Task set:
**A)** Retype the West Nile virus news release between "To avoid mosquito" and "and when needed.", inclusive.
**B)** According to the West Nile virus news release, why is the third Spokane County resident's case not counted among the first in-state acquired human cases this year? Answer in one to three sentences.

Text shown:
West Nile Virus Confirmed in Spokane County Residents

West Nile Virus Confirmed in Spokane County Residents

Sep 25, 2017

Individuals urged to control mosquito populations, prevent exposure to bites

SPOKANE, Wash. – Spokane Regional Health District today reported two human cases of West Nile virus—both likely acquired in Spokane County. These are the first in-state acquired human cases of the virus this year.

Clinical testing by health care providers and initial laboratory testing by Washington State Public Health Laboratory confirmed the cases. The first in a male in his 60s who remains hospitalized. The second case is a male in his 50s who was briefly hospitalized and is now home recovering.

A third case was also identified in an additional Spokane County resident, who was briefly hospitalized, but the virus was likely acquired out of state.

“Although the vast majority of people with West Nile virus will not develop severe illness, some are at higher risk of severe disease, including those who are 60 years of age or older, those with compromised immune systems, or those with underlying medical conditions,” said Dr. Bob Lutz, SRHD health officer.

West Nile virus is spread through the bite of an infected mosquito. The health district confirmed in August that mosquitoes, horses and a bird in Spokane County tested positive for the virus. Although the start of fall means mosquito populations will begin to die off, officials still urge individuals to control mosquito populations and prevent exposure to bites.

To avoid mosquito bites, remember to ‘drain, dress and use repellent’:

  • Reduce mosquito breeding sites around your home. Twice weekly, drain and routinely empty anything that holds water, such as gutters, pet bowls, tires, bird baths, etc. Keep water moving in ornamental ponds by recirculating water or by installing a fountain.
  • Dress in long-sleeved shirts and long pants where and when needed.
  • Use properly fitted door and window screens, and stay indoors around dawn and dusk.

Symptoms of West Nile virus include headache, fever, neck discomfort, muscle and joint aches, swollen lymph nodes, and a rash, though up to 80 percent of people will experience no symptoms. Symptoms usually develop two to 14 days after being bitten by an infected mosquito. Those with more severe symptoms—such as severe headache or confusion—should seek medical attention.

Mosquito activity in the Northwest begins in the spring and continues with warm summer weather into the fall. Since identification of West Nile virus in Washington state in 2006, Spokane Regional Health District has investigated 10 confirmed or probable human cases—five of which were likely acquired in Spokane County. In 2016, there were nine total cases in Washington state with one death in Benton County, Washington.

There is no vaccine for human West Nile virus, and treatment is limited to caring for symptoms. Anyone with questions about the virus should speak to their health care provider.

The health district also offers its campaign Bring It, Summer Pests!, which features simple landscaping tricks and tips to protect a home’s exterior, giving individuals useful tools in confronting mosquitoes and other summer pests and their associated diseases.

If a resident finds a dead bird, they should not handle it with their bare hands. Information about dead birds, West Nile virus prevention, and mosquito repellents can all be found at searching “West Nile virus.” More information is also available on the Washington State Department of Health’s (DOH’s) West Nile virus website.

Supplied information:
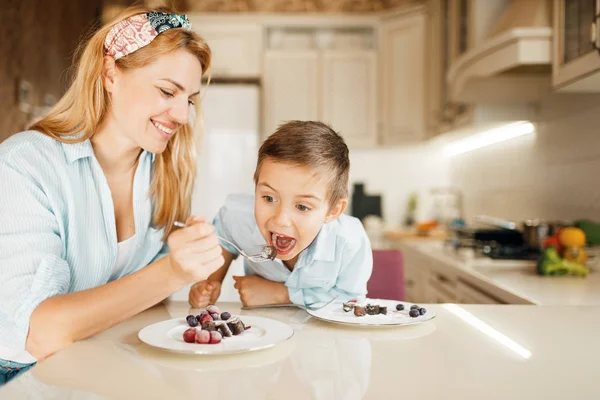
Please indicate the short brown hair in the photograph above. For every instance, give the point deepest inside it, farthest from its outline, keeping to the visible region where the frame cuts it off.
(312, 144)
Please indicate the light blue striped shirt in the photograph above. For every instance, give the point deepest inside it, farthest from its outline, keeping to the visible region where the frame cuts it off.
(338, 262)
(57, 227)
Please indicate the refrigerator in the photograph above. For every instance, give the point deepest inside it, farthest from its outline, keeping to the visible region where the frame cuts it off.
(227, 158)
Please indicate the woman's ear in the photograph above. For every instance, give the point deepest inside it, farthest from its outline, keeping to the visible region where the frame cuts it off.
(337, 210)
(108, 73)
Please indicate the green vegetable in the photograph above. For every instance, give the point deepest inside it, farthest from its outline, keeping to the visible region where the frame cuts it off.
(550, 263)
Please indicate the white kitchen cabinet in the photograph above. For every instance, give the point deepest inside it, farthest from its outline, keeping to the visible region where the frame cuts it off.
(576, 60)
(236, 47)
(349, 95)
(291, 87)
(337, 87)
(403, 75)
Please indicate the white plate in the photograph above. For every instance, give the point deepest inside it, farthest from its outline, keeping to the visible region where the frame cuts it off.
(264, 333)
(335, 313)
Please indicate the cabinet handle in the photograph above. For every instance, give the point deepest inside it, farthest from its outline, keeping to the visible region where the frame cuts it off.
(595, 33)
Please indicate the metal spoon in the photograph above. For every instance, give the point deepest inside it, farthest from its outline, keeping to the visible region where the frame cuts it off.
(267, 253)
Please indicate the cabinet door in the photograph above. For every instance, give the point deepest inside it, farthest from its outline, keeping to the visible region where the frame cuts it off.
(349, 95)
(402, 83)
(236, 49)
(576, 61)
(291, 84)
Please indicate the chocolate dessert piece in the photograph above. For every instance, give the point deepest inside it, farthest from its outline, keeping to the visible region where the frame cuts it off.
(359, 311)
(209, 326)
(372, 309)
(224, 329)
(236, 325)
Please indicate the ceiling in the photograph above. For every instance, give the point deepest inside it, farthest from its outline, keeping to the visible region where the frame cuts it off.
(283, 6)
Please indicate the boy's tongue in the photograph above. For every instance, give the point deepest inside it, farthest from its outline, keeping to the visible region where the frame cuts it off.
(282, 242)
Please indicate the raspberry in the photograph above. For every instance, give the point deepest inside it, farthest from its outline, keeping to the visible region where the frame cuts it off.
(189, 336)
(204, 318)
(212, 309)
(215, 337)
(225, 316)
(192, 320)
(202, 337)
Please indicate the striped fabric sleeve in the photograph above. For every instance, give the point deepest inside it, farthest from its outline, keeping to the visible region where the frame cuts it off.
(32, 267)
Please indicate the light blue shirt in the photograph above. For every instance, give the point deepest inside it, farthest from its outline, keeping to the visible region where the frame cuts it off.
(57, 227)
(337, 263)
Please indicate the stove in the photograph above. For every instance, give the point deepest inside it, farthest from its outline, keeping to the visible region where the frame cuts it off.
(507, 252)
(497, 244)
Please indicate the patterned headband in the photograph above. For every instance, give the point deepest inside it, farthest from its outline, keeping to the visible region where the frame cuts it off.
(139, 30)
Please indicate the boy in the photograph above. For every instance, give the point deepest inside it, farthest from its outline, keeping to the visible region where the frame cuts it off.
(301, 191)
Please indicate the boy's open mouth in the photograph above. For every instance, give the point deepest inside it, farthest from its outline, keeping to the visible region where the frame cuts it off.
(283, 244)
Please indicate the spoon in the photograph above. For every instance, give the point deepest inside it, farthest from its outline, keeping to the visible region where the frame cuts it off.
(267, 253)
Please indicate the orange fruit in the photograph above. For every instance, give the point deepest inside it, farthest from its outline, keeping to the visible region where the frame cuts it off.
(572, 237)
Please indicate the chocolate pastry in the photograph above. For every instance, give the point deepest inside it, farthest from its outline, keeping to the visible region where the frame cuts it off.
(359, 311)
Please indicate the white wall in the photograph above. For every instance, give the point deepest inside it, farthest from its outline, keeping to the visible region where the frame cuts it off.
(553, 176)
(396, 173)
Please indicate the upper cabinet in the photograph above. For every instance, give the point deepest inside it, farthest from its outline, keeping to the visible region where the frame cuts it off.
(291, 87)
(349, 95)
(324, 74)
(403, 79)
(489, 62)
(506, 55)
(236, 46)
(576, 63)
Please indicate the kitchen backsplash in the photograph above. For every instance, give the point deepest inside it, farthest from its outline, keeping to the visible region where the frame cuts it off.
(553, 175)
(396, 173)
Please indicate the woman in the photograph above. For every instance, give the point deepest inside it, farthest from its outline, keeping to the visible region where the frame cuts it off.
(89, 195)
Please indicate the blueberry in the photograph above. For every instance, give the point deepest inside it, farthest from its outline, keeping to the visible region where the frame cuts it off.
(192, 320)
(225, 315)
(189, 336)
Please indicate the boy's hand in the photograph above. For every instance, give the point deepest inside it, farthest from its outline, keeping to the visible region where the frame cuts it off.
(204, 293)
(255, 290)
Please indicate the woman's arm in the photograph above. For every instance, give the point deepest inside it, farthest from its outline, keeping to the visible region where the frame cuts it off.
(64, 319)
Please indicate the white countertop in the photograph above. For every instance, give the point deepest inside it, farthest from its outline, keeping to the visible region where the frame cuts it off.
(467, 352)
(514, 278)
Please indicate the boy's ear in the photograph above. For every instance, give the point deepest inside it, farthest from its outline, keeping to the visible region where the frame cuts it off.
(337, 210)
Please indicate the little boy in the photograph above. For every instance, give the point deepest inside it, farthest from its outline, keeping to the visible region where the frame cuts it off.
(301, 192)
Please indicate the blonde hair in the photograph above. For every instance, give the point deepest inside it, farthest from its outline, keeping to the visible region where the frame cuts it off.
(85, 104)
(310, 144)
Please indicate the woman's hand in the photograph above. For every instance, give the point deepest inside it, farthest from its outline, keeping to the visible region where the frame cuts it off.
(194, 252)
(204, 293)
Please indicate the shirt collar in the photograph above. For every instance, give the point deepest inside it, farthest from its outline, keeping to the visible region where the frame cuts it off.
(76, 151)
(323, 247)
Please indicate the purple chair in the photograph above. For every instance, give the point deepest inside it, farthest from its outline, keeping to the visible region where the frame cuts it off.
(387, 279)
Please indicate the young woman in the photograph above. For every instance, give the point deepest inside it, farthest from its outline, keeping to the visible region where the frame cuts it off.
(89, 195)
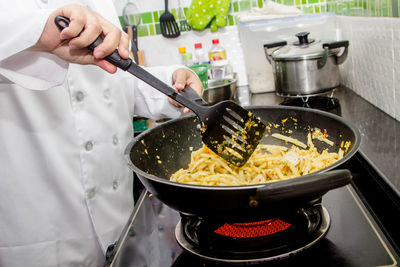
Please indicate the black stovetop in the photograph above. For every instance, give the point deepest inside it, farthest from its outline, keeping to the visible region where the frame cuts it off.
(359, 235)
(363, 230)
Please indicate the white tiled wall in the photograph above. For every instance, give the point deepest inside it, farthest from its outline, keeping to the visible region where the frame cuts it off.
(163, 51)
(372, 69)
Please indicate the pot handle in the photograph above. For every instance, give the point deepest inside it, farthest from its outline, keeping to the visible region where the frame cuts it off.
(276, 45)
(311, 186)
(332, 45)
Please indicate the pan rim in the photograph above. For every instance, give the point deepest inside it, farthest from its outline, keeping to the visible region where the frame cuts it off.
(348, 155)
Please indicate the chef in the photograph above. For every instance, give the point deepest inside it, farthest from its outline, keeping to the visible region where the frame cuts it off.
(65, 189)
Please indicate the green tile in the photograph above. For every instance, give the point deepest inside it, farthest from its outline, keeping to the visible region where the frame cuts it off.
(158, 30)
(235, 7)
(230, 20)
(156, 16)
(308, 10)
(244, 5)
(151, 29)
(147, 18)
(143, 30)
(122, 21)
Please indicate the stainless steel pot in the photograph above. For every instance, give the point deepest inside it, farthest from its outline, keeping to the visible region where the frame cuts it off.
(307, 67)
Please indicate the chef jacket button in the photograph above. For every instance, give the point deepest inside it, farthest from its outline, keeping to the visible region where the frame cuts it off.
(107, 93)
(115, 185)
(79, 96)
(115, 140)
(89, 145)
(91, 193)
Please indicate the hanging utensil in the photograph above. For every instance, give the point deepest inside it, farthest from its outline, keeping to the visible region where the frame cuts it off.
(228, 129)
(168, 25)
(130, 18)
(184, 26)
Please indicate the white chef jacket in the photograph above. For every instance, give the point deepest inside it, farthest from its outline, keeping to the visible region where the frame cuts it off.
(65, 188)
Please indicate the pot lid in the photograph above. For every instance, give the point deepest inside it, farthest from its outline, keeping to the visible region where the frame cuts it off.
(303, 48)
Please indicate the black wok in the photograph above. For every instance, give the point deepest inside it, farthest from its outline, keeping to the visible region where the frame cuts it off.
(157, 153)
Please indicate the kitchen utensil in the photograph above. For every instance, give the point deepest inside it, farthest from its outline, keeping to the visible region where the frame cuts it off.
(183, 24)
(168, 25)
(156, 154)
(132, 19)
(202, 72)
(220, 90)
(306, 67)
(228, 129)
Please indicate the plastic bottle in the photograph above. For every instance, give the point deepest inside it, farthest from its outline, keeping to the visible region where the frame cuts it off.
(186, 58)
(217, 52)
(200, 57)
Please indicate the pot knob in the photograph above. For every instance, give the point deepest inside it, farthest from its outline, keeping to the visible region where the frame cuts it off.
(303, 39)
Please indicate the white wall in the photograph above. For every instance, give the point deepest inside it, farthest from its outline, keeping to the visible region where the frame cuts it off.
(372, 68)
(159, 50)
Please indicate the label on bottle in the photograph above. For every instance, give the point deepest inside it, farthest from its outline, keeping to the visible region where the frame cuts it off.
(218, 55)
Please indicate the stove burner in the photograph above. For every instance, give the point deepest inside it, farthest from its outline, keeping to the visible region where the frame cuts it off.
(253, 229)
(267, 240)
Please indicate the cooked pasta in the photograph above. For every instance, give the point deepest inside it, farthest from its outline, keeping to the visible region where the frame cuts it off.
(268, 163)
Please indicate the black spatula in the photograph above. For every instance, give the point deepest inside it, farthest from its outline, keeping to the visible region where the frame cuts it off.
(168, 25)
(228, 129)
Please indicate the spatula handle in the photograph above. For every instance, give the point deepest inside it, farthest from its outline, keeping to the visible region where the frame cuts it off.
(114, 58)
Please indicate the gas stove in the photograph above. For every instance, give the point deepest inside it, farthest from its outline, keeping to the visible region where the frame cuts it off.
(344, 230)
(350, 226)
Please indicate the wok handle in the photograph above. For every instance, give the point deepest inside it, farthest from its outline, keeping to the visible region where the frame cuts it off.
(309, 185)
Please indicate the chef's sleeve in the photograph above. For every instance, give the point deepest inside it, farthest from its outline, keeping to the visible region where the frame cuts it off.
(21, 26)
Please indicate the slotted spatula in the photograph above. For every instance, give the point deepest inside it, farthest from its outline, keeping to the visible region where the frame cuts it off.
(168, 25)
(228, 129)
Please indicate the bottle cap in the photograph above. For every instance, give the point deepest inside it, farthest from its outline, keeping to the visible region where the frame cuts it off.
(182, 49)
(187, 56)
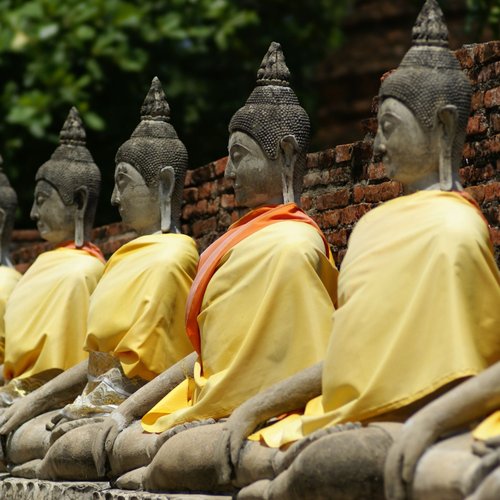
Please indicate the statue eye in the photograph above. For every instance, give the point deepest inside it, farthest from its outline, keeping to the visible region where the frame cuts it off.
(387, 126)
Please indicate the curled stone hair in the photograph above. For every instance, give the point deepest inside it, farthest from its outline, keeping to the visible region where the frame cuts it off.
(430, 77)
(273, 111)
(8, 197)
(72, 166)
(154, 144)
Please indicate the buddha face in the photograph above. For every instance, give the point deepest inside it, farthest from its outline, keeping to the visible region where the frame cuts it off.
(409, 152)
(257, 179)
(137, 203)
(54, 219)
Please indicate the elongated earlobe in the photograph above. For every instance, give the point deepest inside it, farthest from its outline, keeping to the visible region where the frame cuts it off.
(166, 187)
(81, 201)
(290, 150)
(447, 116)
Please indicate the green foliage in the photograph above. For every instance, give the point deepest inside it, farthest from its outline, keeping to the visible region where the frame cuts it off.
(100, 55)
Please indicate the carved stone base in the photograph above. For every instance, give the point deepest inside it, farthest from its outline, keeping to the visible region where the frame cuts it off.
(13, 488)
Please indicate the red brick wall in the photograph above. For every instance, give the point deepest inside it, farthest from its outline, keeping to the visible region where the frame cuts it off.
(342, 183)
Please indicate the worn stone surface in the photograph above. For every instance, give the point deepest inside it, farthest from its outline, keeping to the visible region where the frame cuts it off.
(33, 489)
(209, 206)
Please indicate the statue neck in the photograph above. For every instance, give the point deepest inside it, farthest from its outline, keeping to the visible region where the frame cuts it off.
(5, 240)
(430, 182)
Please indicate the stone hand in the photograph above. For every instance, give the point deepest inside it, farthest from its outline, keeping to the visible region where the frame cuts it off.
(105, 436)
(416, 436)
(234, 433)
(16, 415)
(63, 426)
(165, 436)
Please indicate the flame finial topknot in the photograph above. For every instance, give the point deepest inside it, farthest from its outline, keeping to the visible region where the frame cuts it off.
(273, 69)
(155, 106)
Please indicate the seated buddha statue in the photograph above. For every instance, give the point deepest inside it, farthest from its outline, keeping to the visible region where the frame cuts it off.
(450, 448)
(409, 325)
(135, 323)
(45, 316)
(248, 313)
(8, 274)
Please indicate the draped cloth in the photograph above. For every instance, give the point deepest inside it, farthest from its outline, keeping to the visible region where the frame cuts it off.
(8, 280)
(137, 310)
(266, 313)
(419, 307)
(46, 316)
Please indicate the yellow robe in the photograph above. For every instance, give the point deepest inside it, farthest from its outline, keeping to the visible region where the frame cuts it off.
(266, 314)
(46, 316)
(8, 280)
(137, 310)
(419, 307)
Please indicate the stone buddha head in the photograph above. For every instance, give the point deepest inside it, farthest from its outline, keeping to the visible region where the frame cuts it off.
(423, 110)
(67, 188)
(269, 137)
(8, 206)
(150, 170)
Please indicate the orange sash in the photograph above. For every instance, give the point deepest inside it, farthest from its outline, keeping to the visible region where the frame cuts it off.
(249, 224)
(88, 247)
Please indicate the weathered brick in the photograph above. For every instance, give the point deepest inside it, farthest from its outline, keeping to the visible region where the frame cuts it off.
(338, 238)
(213, 206)
(306, 202)
(189, 178)
(492, 97)
(477, 192)
(485, 52)
(489, 72)
(187, 211)
(227, 201)
(332, 199)
(326, 158)
(477, 100)
(330, 219)
(201, 207)
(312, 179)
(477, 124)
(190, 195)
(469, 151)
(382, 192)
(204, 226)
(353, 213)
(220, 166)
(312, 160)
(339, 176)
(343, 153)
(205, 190)
(358, 193)
(492, 191)
(465, 56)
(376, 171)
(495, 122)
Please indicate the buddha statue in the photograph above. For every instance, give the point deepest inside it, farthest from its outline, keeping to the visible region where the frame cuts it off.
(135, 325)
(8, 274)
(409, 324)
(45, 317)
(249, 304)
(442, 453)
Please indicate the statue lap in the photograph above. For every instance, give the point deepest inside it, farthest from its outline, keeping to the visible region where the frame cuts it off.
(187, 462)
(343, 465)
(31, 440)
(460, 471)
(70, 457)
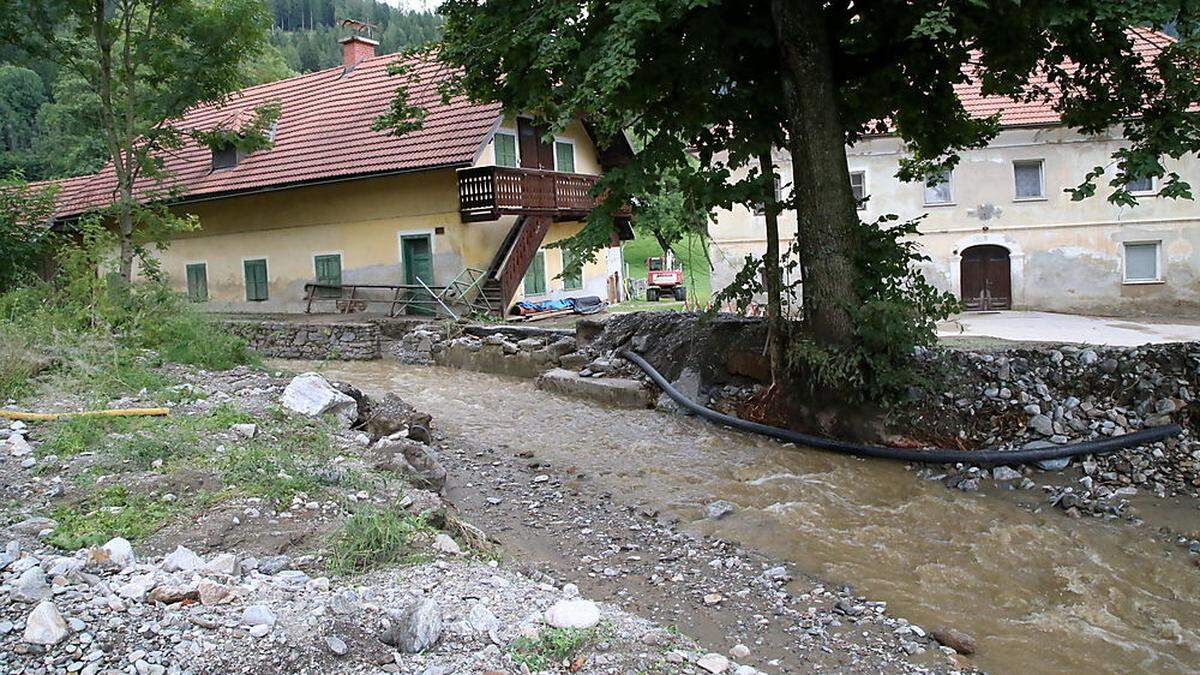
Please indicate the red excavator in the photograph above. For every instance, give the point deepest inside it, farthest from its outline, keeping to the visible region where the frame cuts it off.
(664, 279)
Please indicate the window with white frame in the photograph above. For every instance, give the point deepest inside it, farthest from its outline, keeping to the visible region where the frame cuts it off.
(1143, 262)
(858, 186)
(1144, 185)
(1029, 177)
(939, 189)
(564, 156)
(760, 209)
(505, 149)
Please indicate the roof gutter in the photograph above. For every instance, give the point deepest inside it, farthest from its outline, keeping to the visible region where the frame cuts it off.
(282, 186)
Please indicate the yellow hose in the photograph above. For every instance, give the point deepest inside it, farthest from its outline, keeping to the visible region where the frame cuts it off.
(48, 416)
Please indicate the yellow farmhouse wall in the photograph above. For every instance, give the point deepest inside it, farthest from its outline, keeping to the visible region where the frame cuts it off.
(363, 221)
(1065, 255)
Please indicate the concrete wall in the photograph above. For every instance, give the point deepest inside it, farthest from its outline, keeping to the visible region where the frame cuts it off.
(1065, 256)
(363, 221)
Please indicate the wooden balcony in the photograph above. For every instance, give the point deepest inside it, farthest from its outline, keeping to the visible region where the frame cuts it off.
(490, 192)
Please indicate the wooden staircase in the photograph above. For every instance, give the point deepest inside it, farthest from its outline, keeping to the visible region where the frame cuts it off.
(513, 260)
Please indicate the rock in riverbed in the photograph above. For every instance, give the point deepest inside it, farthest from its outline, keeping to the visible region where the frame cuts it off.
(955, 639)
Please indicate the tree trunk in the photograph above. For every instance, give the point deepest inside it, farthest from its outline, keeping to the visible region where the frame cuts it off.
(775, 338)
(125, 221)
(825, 204)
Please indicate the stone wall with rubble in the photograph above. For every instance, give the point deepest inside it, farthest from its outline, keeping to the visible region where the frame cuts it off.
(317, 341)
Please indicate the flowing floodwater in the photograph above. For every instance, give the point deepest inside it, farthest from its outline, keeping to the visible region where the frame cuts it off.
(1041, 592)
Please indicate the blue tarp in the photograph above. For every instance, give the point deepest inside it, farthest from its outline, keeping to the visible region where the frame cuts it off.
(546, 305)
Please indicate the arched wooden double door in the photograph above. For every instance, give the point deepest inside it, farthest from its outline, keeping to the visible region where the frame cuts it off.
(987, 279)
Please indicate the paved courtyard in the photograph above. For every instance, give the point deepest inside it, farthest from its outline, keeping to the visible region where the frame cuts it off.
(1049, 327)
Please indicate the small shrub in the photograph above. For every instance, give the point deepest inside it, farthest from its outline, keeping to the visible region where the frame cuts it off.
(107, 513)
(551, 647)
(375, 537)
(190, 338)
(19, 360)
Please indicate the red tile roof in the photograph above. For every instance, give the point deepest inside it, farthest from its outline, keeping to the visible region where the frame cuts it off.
(1146, 42)
(323, 133)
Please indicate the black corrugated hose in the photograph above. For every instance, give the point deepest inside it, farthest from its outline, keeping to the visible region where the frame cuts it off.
(931, 455)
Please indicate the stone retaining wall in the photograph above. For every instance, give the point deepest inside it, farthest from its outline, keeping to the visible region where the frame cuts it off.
(293, 340)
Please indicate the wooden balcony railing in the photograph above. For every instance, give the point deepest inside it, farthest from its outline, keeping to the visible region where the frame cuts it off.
(489, 192)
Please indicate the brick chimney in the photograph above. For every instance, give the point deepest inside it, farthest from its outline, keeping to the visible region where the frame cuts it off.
(355, 48)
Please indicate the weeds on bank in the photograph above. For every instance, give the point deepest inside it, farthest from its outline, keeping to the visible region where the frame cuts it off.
(551, 647)
(107, 513)
(375, 537)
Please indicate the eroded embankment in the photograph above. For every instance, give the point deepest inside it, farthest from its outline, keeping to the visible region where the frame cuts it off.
(1039, 592)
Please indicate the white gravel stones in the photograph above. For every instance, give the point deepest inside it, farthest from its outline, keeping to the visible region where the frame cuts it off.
(17, 446)
(713, 663)
(245, 430)
(46, 626)
(119, 553)
(30, 586)
(223, 563)
(257, 615)
(447, 544)
(336, 645)
(311, 394)
(1006, 473)
(481, 620)
(720, 508)
(415, 628)
(573, 614)
(183, 559)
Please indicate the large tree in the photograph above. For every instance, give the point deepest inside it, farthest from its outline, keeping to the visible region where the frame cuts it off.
(147, 61)
(714, 76)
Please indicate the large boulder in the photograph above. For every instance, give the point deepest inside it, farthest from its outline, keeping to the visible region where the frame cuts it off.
(311, 394)
(391, 414)
(415, 628)
(46, 626)
(409, 457)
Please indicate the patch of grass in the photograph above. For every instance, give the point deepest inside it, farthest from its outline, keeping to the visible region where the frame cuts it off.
(107, 513)
(282, 460)
(19, 360)
(551, 647)
(72, 435)
(136, 442)
(375, 537)
(191, 338)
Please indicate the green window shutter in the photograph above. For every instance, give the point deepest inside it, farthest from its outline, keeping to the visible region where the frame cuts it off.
(535, 279)
(197, 282)
(564, 155)
(505, 149)
(571, 280)
(329, 273)
(256, 280)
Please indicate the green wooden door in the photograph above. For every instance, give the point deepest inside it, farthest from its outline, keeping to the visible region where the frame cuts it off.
(197, 282)
(256, 280)
(535, 278)
(329, 273)
(418, 255)
(571, 280)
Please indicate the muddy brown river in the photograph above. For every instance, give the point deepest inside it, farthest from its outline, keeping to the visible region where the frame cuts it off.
(1039, 591)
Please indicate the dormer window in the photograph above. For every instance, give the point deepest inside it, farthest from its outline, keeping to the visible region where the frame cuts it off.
(225, 157)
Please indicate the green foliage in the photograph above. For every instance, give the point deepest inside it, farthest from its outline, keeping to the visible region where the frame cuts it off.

Answers provided:
**A)**
To avoid mosquito bites, remember to ‘drain, dress and use repellent’:

  • Reduce mosquito breeding sites around your home. Twice weekly, drain and routinely empty anything that holds water, such as gutters, pet bowls, tires, bird baths, etc. Keep water moving in ornamental ponds by recirculating water or by installing a fountain.
  • Dress in long-sleeved shirts and long pants where and when needed.

**B)** The third resident's infection was likely acquired out of state. The two cases described as the first in-state acquired human cases this year were both likely acquired in Spokane County.